TEXT PROVIDED:

# # # # #

In order to facilitate the Company to allot and issue Shares pursuant to the Subscription Agreement and to provide the Company with greater flexibility to raise fund by allotting and issuing Shares in the future, the Directors will put forward the proposal, after the Capital Reduction has taken place, to increase the authorised share capital of the Company from such amount as shall have resulted from the Capital Reduction to HK$500,000,000. As at the Latest Practical Date, the Company did not have any specific fund raising plan.
2. Condition
The proposal to increase the authorised share capital of the Company is subject to the approval by the Shareholders by way of an ordinary resolution at the EGM.
III. PROPOSED CAPITAL REORGANISATION
1. Capital Reorganisation
The Board proposed to effect the Capital Reorganisation which will involve the following:
-
(a) to reduce the issued share capital of the Company by cancelling the issued and paid-up capital to the extent of HK$0.09 on each issued Share thereby reducing the nominal value of each issued Share from HK$0.10 to HK$0.01; and
-
(b) to subdivide every unissued Share into 10 unissued New Shares.
The credit arising from the Capital Reduction is expected to be about HK$34,560,000 calculated based on the Company’s issued share capital as at the Latest Practicable Date. It will be utilised for such purposes as permitted by the laws of the Cayman Islands, including setting off the accumulated losses of the Company or part thereof as at the effective date of the Capital Reorganisation. As at 31 December 2003, the audited accumulated losses of the Company amounted to about HK$17,868,804 and as at 30 June 2004, the unaudited accumulated losses of the Company amounted to about HK$28,575,037.
−4 −
LETTER FROM THE BOARD
As at the Latest Practicable Date, the issued share capital of the Company was HK$38,400,000.50 divided into 384,000,005 Shares. After the Capital Reorganisation has become effective, the Company’s issued share capital will be HK$3,840,000.05 divided into 384,000,005 New Shares.
As at the Latest Practicable Date, the Company did not have any outstanding options, warrants or other convertible securities.

# # # # #

REQUIRED ACTIONS:
a - Copy the stretch from "2. Condition" through "unissued New Shares." in the text on the company's capital reorganisation, word for word.
b - Write the next part of the text on the company's proposed capital reorganisation, starting after its last sentence.
The material after this text is not needed.

DATA LISTING:
# # # # #

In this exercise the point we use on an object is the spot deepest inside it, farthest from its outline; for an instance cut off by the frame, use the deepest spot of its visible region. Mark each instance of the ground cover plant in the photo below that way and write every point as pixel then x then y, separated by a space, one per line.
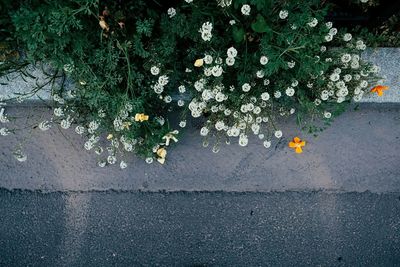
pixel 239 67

# # # # #

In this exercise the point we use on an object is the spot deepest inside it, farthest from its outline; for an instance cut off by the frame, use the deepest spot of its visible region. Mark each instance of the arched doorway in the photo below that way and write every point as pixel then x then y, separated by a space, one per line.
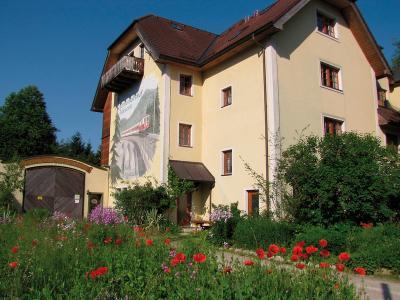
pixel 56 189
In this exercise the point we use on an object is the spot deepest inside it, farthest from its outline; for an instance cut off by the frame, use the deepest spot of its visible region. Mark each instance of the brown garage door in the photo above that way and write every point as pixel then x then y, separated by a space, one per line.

# # # # #

RESULTS FOR EACH TASK:
a -
2. Condition
The proposal to increase the authorised share capital of the Company is subject to the approval by the Shareholders by way of an ordinary resolution at the EGM.
III. PROPOSED CAPITAL REORGANISATION
1. Capital Reorganisation
The Board proposed to effect the Capital Reorganisation which will involve the following:
-
(a) to reduce the issued share capital of the Company by cancelling the issued and paid-up capital to the extent of HK$0.09 on each issued Share thereby reducing the nominal value of each issued Share from HK$0.10 to HK$0.01; and
-
(b) to subdivide every unissued Share into 10 unissued New Shares.

b -
2. Conditions of the Capital Reorganisation
The Capital Reorganisation is subject to the following conditions being fulfilled:
-
(a) the passing of the necessary resolutions by the Shareholders to approve the Capital Reorganisation at the EGM in accordance with the Companies Law;
-
(b) compliance with any conditions which the Court may impose;
-
(c) the confirmation of the Capital Reduction by the Court and the registration by the Registrar of Companies in the Cayman Islands of a copy of the Court order and the minute containing the particulars required under the Companies Law; and
-
(d) the Listing Committee of the Stock Exchange granting the listing of, and permission to deal in, the New Shares.
If any of the above conditions cannot be satisfied, the Capital Reorganisation will not become effective. Further announcement will be made by the Company to inform the Shareholders of the effective date of the Capital Reorganisation.
3. Financial effects of, and reasons for, the Capital Reorganisation
Save for the expenses to be incurred in relation to the Capital Reorganisation, the Capital Reorganisation will not, by itself, have any effect on the underlying assets, business operations, management or financial positions of the Company and of the Group, nor the proportionate interests of the Shareholders in the Company.
For most of the trading days during the past 3 months prior to the Latest Practicable Date, the Shares have been traded below their existing par value of HK$0.10. Under Cayman Islands law, it is not possible for the Company to issue new Shares at a discount to the par value without the sanction of the Court. Thus, the situation creates impediments for the Company in pricing new issue of shares or other securities in the equity market to raise funding for the Group as and when suitable opportunities arise. It is expected that the Capital Reduction will afford greater flexibility to the Company in that regard by lowering the par value of the Shares to below the current trading prices. As such, the Directors consider that the Capital Reorganisation is in the interest of the Company and the Shareholders as a whole.
−5 −
LETTER FROM THE BOARD
IV. PROPOSED REFRESHMENT OF SHARE OPTION MANDATE LIMIT
1. Scheme Mandate Limit
The Board also proposes to seek the approval of the Shareholders to refresh the Scheme Mandate Limit, following completion of the Rights Issue on 28 December 2004.
Under the existing Scheme Mandate Limit, the Directors were only authorised to grant options to subscribe for up to 20,000,000 Shares, representing 10% of the issued share capital of the Company as at the date of the adoption of the Share Option Scheme. Up to the Latest Practicable Date, the Company has not granted any options pursuant to the Share Option Scheme.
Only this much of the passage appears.